▸ **TASK**
Every single entry must be reproduced precisely.

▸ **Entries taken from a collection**
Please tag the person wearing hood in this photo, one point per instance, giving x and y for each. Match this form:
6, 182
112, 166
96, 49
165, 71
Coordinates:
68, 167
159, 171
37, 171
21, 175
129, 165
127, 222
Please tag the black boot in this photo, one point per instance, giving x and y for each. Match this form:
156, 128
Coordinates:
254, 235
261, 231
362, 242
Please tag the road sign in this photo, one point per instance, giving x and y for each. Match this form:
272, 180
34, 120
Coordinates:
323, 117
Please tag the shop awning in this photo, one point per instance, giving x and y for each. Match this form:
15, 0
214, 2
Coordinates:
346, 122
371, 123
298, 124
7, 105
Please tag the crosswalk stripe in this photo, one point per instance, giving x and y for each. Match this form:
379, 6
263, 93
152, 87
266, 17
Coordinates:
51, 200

▸ **FINISHED EXERCISE**
Please tag the person wearing hood in this photo, one point per instance, giving x and y for each. Match this form:
6, 182
112, 166
96, 49
165, 71
Coordinates:
68, 167
159, 171
37, 171
21, 175
129, 165
127, 222
Please tag the black boot in this photo, one point per instance, giving x and y for each. Match this form:
156, 128
Coordinates:
254, 235
261, 231
362, 242
Please tag the road sign in this photo, one point per instance, giving x and y for each. Match this form:
272, 180
34, 120
Coordinates:
323, 117
Please tag the shop awning in this photo, one point per instance, giving x and y for each. Match this form:
15, 0
214, 2
Coordinates:
346, 122
371, 123
298, 124
7, 105
Please tag the crosswalk stripe in this photo, one point per instance, giving x and y for each. Match this form:
379, 6
263, 93
152, 87
266, 17
Coordinates:
51, 200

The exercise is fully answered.